Work order 1 - Using the Columbus food passage, decide whether each statement agrees with it, answering yes or no and quoting the deciding words: (a) Vida's Plant-Based Butcher opened in Clintonville; (b) Spencer Budros was nominated for Outstanding Baker; (c) neither Columbus chef was named a finalist.
Work order 2 - Transcribe the Columbus food passage between "Patios, beer gardens" and "continued to flourish.", inclusive.

Document passage -
########

Patios, beer gardens and outdoor dining spaces may have saved many restaurants in 2020. But they also saved our sanity. Breweries like Land-Grant and Gemüt instituted safety protocols and made the most of their outdoor beer gardens, offering space to safely enjoy a brew in public. Several communities, such as Hilliard and Delaware, expanded their DORA districts—outdoor areas where visitors are allowed to stroll and sip a libation. And once the city of Columbus passed the Temporary Outdoor Seating Pilot Program, permitting businesses to expand their patios, restaurants like Wolf’s Ridge Brewing, Marcella’s and Hubbard Grille literally spilled into the streets—it felt downright European.
Vegan options continued to flourish.
Not one, but two vegan delis launched in Columbus in 2020, opening within a month of each other. In October, Vida’s Plant-Based Butcher opened in Fifth by Northwest; it was quickly followed by a Clintonville deli from the popular food truck Seitan’s Realm. At both, vegan and vegan-curious customers can find plant-based cold cuts, sausages, cheeses and deli sandwiches. In addition, Lifestyle Café filled the former Angry Baker space in Olde Towne East, and the Ethiopian restaurant Nile Vegan added a second location in Grandview. And on Parsons Avenue, Village Taco completed its move from Alexandria, Ohio, filling the old Hal & Al’s space.
Two Columbus chefs earned James Beard recognition.
When The James Beard Foundation announced its 2020 Restaurant and Chef Award semifinalists in February, two Columbus chefs made the cut. Pit barbecue purist James Anderson, owner of the food truck Ray Ray’s Hog Pit, was named a semifinalist for Best Chef: Great Lakes. (Recently, Anderson announced plans to open a meat-and-three restaurant in Granville.) In addition, longtime pastry chef Spencer Budros, co-owner of Pistacia Vera, was nominated for Outstanding Baker. Though neither chef was named a finalist, the nominations ended an eight-year James Beard drought for Columbus.
Birria tacos went off.

########

Supplied information -
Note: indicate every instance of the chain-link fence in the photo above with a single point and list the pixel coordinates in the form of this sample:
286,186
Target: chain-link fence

########

Problem solution 1 -
(a) No: "In October, Vida’s Plant-Based Butcher opened in Fifth by Northwest"
(b) Yes: "longtime pastry chef Spencer Budros, co-owner of Pistacia Vera, was nominated for Outstanding Baker"
(c) Yes: "Though neither chef was named a finalist"

Problem solution 2 -
Patios, beer gardens and outdoor dining spaces may have saved many restaurants in 2020. But they also saved our sanity. Breweries like Land-Grant and Gemüt instituted safety protocols and made the most of their outdoor beer gardens, offering space to safely enjoy a brew in public. Several communities, such as Hilliard and Delaware, expanded their DORA districts—outdoor areas where visitors are allowed to stroll and sip a libation. And once the city of Columbus passed the Temporary Outdoor Seating Pilot Program, permitting businesses to expand their patios, restaurants like Wolf’s Ridge Brewing, Marcella’s and Hubbard Grille literally spilled into the streets—it felt downright European.
Vegan options continued to flourish.